(Stored data)
=-=-=

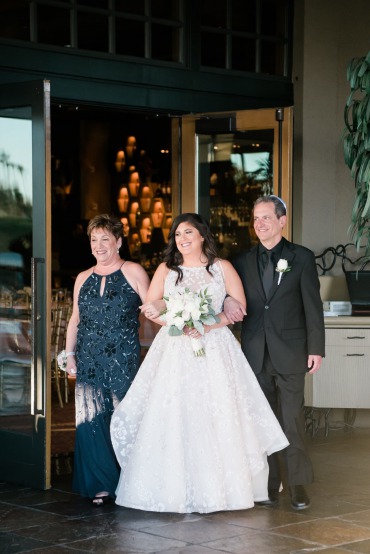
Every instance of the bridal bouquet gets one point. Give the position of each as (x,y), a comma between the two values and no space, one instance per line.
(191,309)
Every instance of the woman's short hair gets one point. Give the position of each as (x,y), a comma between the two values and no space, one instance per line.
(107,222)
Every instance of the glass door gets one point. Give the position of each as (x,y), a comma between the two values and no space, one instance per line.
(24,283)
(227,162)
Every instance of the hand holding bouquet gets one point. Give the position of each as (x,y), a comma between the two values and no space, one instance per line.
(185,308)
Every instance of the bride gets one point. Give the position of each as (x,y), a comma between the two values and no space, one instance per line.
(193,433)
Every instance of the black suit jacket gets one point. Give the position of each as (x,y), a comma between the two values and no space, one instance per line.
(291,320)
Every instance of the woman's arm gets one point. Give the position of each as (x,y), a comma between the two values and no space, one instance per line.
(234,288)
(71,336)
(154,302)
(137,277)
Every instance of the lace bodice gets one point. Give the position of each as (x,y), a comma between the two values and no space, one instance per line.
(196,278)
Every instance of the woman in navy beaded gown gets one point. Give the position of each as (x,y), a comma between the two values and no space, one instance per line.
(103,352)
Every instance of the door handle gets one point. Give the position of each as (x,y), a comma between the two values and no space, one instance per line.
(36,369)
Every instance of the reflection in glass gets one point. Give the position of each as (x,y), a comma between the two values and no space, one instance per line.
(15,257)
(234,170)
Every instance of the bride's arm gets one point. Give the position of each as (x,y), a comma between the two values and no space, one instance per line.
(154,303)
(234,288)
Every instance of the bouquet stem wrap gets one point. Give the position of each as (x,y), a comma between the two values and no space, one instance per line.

=-=-=

== INSTRUCTIONS TO FOLLOW ==
Take the lines above from the one holding "Every instance of the reflection" to the last and output them exactly.

== COMPLETED EXERCISE ==
Every instance of the reflection in glass gets one point. Give the position of each as (x,y), a comma between the two values and no space, one instance per line.
(15,257)
(234,170)
Every instance of the bride's arm gets one point. Give the position of each as (x,y), a comma between the two values and no space, one instance per line.
(154,303)
(234,288)
Every instance of the bouquet stem wrap gets one point. Give the position of each as (x,y), a comma between the two values and no space, one instance per line.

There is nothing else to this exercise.